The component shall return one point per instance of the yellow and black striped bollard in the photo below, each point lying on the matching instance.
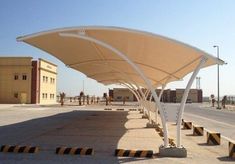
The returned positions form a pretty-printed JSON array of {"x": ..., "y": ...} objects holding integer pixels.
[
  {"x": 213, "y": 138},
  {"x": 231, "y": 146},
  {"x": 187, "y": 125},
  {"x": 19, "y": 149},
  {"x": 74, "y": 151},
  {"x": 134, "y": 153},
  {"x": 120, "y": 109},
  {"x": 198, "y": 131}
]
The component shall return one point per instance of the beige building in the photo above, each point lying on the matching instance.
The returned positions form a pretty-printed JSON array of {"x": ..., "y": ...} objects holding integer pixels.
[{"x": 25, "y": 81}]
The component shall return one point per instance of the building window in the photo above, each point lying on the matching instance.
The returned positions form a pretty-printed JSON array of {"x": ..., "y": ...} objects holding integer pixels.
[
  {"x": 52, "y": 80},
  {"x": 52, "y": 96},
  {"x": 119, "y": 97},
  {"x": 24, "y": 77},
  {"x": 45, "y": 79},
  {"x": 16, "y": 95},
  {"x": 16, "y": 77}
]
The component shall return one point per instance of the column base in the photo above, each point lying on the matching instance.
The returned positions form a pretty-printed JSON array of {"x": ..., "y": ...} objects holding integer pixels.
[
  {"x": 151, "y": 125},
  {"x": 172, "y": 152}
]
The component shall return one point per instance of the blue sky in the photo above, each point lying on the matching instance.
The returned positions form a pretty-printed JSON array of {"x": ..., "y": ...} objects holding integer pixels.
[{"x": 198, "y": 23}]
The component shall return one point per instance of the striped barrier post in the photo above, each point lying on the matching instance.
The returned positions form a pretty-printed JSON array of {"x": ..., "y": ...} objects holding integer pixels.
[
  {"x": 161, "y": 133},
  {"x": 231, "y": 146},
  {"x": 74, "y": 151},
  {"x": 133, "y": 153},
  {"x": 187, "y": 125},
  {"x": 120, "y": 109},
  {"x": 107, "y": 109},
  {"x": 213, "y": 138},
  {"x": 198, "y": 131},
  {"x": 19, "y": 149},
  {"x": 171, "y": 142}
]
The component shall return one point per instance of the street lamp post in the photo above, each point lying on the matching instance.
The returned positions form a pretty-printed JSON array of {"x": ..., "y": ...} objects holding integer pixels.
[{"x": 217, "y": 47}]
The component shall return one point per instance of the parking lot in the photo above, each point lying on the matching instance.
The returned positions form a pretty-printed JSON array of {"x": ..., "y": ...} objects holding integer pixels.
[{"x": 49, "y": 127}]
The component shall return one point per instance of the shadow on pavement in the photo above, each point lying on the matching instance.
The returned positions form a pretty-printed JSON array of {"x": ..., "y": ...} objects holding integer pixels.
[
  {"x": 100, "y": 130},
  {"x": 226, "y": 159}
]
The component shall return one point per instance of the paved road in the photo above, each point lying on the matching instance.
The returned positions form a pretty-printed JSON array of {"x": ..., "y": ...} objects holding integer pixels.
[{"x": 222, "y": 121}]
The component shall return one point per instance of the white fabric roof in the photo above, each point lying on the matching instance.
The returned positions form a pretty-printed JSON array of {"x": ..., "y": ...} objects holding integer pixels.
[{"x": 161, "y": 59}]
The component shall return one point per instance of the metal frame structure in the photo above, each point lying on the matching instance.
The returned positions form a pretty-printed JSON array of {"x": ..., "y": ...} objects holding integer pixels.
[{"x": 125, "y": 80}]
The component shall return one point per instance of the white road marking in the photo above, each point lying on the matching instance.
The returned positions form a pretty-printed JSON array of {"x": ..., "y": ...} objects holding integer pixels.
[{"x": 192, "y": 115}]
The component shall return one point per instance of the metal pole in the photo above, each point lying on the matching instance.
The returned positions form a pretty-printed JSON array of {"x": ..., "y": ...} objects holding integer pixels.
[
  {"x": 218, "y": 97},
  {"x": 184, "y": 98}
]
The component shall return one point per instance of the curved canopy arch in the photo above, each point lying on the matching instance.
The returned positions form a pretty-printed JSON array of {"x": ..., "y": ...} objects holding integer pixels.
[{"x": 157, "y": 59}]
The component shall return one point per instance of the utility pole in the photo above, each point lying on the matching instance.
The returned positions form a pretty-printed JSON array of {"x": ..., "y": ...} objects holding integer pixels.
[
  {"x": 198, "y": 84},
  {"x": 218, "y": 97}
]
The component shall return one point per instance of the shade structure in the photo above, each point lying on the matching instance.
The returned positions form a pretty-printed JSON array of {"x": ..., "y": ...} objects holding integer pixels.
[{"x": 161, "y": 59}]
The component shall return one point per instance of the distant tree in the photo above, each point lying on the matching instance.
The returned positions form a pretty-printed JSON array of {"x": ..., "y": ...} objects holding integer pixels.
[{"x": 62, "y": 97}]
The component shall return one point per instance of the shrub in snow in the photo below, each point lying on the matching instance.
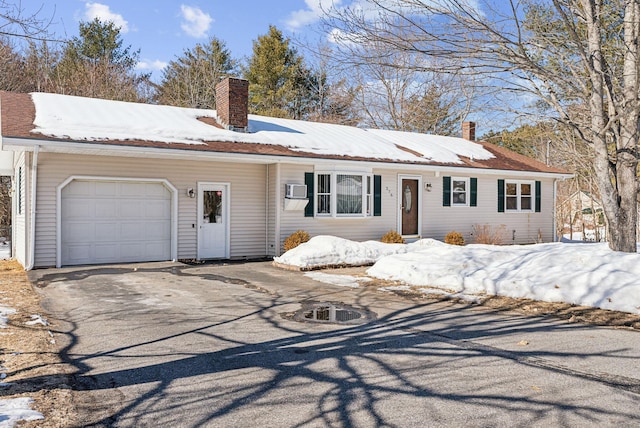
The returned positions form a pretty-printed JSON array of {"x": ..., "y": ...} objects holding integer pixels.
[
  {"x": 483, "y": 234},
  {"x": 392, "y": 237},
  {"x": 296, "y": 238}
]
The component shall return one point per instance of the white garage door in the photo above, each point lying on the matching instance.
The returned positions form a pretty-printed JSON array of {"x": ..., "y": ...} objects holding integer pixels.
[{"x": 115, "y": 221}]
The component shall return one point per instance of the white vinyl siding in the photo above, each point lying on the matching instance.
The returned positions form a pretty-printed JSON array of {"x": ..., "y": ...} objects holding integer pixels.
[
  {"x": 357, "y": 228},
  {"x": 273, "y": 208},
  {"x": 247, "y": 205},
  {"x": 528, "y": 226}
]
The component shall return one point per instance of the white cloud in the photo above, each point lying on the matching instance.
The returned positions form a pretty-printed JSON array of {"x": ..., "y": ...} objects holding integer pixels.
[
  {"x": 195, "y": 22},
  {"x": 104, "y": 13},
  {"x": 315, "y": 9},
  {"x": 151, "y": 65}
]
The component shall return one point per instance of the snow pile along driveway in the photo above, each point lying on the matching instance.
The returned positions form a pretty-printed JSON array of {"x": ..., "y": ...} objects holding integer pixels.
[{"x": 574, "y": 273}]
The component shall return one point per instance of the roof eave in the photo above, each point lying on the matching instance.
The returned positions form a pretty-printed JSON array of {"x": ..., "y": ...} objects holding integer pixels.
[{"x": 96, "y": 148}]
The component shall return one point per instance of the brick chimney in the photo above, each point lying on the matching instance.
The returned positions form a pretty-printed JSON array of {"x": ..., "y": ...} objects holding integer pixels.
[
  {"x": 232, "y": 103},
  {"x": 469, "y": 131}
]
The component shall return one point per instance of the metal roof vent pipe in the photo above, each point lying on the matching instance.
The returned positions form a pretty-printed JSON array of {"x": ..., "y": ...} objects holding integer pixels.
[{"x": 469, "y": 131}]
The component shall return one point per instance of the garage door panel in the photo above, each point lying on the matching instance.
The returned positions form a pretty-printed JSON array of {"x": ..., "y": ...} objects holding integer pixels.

※ ※ ※

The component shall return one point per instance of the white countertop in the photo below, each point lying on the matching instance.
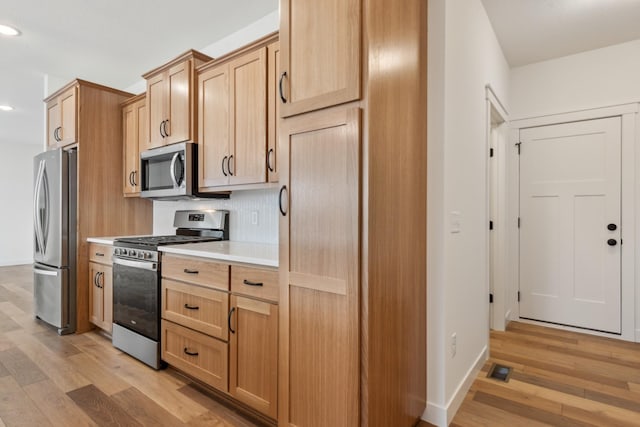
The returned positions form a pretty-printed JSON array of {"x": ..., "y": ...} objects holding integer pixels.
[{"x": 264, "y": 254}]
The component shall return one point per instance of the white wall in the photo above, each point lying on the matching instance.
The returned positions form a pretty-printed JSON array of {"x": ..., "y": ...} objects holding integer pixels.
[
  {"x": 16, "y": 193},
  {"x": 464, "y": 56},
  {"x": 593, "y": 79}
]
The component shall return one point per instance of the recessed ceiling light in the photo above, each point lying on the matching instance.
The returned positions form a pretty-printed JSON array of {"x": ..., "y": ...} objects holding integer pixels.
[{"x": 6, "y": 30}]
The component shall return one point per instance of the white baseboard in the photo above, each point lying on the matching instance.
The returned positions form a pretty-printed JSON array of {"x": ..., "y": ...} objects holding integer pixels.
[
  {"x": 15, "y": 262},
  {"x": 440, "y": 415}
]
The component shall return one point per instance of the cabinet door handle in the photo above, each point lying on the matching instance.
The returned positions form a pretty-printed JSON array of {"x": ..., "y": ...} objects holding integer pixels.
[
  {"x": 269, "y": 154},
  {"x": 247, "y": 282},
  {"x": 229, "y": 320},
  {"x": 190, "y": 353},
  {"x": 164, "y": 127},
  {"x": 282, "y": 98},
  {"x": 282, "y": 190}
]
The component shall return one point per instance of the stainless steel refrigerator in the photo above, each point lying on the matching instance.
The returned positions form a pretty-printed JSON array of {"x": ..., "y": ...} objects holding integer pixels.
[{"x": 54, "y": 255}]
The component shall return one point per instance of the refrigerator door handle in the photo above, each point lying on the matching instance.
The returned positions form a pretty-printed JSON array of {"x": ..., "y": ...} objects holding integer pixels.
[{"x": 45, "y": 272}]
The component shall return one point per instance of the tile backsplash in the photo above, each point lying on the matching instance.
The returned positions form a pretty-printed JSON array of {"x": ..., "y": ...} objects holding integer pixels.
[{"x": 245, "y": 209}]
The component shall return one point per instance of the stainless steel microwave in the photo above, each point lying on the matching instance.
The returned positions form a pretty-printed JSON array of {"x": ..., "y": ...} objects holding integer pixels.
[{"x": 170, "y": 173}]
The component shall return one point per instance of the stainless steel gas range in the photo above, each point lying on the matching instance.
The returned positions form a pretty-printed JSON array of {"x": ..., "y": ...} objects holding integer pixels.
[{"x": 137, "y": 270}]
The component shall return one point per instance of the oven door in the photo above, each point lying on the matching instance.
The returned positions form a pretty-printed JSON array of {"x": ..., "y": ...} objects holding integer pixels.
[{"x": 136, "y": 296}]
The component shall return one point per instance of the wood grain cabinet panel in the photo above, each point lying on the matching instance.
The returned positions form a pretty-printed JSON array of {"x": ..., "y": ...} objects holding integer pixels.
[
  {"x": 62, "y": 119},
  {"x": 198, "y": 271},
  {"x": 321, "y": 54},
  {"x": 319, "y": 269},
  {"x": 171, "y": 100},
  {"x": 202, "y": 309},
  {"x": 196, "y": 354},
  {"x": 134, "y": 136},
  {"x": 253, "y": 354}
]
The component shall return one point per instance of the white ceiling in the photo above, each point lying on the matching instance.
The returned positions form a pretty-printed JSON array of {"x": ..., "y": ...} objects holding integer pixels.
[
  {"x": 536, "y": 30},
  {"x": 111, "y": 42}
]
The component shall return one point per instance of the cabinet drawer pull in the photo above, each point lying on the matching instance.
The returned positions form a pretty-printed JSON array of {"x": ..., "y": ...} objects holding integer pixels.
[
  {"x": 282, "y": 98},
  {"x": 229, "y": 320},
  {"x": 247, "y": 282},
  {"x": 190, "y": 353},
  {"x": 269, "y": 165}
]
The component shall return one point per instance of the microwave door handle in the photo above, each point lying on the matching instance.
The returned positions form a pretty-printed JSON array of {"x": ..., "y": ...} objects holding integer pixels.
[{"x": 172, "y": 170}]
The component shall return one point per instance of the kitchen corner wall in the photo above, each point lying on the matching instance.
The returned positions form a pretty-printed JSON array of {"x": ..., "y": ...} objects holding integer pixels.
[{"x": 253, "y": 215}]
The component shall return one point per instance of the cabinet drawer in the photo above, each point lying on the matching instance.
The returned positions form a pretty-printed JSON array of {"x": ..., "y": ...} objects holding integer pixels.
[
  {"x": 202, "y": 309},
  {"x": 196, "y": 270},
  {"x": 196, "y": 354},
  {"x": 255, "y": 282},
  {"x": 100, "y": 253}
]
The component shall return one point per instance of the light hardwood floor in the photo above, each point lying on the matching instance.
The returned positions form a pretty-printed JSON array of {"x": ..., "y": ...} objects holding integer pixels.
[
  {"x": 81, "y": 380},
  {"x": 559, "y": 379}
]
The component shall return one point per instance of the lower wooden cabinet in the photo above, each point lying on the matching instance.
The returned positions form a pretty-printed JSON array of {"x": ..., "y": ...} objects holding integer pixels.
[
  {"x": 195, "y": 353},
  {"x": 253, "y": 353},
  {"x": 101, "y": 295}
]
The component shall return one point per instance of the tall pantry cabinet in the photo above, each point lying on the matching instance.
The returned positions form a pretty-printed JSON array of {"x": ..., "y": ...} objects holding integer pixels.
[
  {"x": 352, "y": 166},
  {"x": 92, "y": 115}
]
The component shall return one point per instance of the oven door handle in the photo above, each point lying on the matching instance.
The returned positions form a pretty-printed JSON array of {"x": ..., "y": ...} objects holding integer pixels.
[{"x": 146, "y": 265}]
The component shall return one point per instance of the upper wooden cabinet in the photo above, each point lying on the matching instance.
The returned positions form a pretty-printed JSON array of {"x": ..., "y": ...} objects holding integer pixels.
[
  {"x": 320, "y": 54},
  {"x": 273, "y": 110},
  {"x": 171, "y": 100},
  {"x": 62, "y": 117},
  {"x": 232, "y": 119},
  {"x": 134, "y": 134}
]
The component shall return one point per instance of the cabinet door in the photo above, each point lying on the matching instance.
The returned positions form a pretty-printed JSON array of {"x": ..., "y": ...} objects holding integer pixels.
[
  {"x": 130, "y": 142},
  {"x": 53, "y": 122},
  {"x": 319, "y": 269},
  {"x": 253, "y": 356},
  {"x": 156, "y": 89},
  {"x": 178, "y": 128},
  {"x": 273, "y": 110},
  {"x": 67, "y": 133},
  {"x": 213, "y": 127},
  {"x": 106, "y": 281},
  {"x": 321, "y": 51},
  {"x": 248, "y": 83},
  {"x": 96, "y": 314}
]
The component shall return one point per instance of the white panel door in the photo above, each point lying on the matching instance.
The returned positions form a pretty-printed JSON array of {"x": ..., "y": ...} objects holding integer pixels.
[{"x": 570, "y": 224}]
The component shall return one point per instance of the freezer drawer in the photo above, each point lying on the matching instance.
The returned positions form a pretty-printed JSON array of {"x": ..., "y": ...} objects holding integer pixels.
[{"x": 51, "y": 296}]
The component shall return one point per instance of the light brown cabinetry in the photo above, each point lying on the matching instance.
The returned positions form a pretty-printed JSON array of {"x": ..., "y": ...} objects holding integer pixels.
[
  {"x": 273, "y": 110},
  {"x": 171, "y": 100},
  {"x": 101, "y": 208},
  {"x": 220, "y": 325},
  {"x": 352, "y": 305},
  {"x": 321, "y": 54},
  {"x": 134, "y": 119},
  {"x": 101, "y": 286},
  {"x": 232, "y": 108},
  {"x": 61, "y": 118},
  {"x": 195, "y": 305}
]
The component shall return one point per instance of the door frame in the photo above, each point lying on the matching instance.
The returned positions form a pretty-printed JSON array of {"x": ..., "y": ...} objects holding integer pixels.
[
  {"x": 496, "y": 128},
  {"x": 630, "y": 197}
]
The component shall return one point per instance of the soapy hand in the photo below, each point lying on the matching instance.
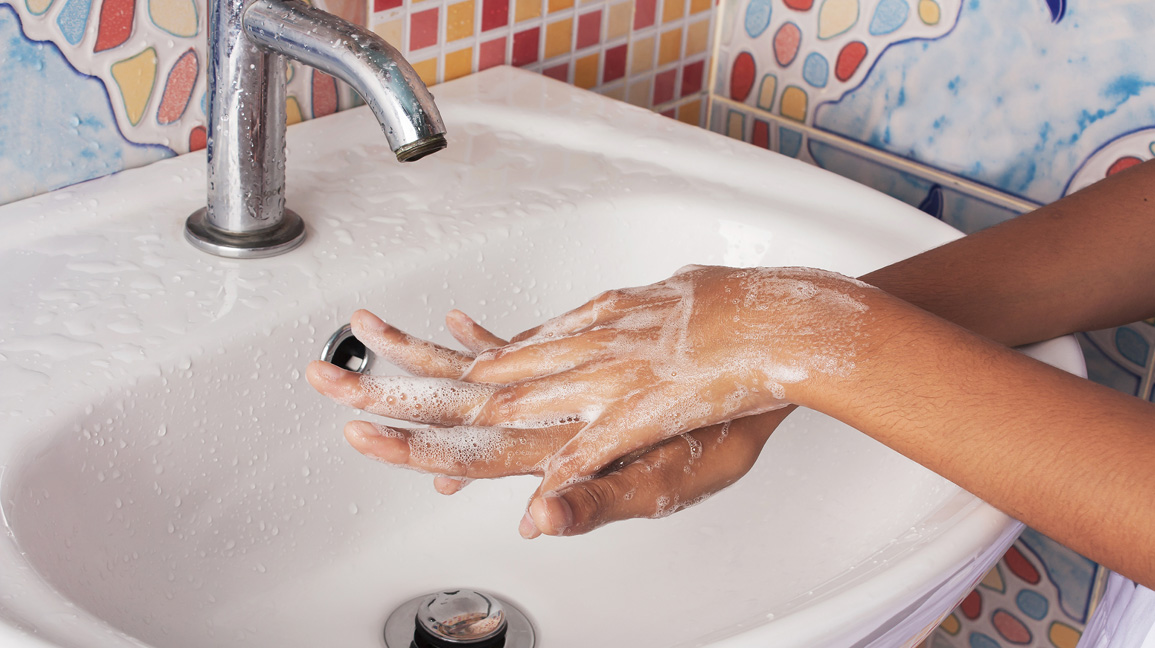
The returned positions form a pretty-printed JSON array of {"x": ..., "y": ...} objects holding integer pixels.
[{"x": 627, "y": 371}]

※ ※ ※

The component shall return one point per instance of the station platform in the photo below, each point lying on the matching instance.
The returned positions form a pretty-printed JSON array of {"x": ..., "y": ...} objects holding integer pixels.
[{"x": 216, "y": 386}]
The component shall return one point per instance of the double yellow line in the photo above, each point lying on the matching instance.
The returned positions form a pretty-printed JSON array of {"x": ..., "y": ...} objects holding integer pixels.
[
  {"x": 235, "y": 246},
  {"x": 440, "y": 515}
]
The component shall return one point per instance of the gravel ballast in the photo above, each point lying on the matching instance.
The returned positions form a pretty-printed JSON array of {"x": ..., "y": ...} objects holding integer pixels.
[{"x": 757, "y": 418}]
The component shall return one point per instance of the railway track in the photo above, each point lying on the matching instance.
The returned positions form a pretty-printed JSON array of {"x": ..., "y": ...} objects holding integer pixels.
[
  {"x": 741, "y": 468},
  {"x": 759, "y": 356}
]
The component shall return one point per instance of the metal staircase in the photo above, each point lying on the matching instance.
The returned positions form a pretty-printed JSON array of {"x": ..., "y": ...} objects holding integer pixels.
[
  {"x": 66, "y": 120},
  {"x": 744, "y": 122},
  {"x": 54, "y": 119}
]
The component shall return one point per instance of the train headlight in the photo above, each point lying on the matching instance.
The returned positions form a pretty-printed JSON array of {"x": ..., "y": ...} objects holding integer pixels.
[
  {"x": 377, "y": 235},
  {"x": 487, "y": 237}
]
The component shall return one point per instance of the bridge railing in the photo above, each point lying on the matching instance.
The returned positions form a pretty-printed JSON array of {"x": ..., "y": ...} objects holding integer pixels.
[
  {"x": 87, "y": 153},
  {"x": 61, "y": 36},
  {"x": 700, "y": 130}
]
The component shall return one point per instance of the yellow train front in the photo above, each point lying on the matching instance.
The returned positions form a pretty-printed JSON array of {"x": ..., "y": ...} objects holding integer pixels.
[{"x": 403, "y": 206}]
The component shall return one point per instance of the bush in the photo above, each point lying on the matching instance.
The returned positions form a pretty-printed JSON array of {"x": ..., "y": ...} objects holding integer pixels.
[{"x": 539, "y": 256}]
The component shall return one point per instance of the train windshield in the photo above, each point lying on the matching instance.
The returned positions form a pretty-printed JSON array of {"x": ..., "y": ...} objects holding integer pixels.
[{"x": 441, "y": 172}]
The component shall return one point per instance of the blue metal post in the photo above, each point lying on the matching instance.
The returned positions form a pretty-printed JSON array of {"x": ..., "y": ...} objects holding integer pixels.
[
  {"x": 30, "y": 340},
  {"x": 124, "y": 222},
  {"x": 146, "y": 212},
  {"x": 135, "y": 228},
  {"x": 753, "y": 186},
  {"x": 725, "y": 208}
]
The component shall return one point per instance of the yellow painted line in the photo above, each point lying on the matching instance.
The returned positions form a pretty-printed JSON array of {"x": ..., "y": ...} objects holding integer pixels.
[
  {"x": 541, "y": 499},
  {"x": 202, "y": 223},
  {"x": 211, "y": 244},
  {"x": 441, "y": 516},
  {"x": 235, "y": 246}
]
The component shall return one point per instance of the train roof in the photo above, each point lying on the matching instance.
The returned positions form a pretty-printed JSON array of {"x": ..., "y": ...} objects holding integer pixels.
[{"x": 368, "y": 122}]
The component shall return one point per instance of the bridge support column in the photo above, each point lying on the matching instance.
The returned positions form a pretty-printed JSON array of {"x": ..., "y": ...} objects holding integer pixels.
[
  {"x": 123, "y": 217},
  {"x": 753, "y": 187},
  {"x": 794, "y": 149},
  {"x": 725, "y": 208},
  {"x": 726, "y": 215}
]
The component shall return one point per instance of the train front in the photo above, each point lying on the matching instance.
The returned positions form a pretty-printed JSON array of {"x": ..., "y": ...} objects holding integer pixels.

※ ※ ※

== TASK GOAL ==
Count the lines in the records above that contain the word "white", treating case as significant, and give only the number.

== EXERCISE OUTPUT ==
10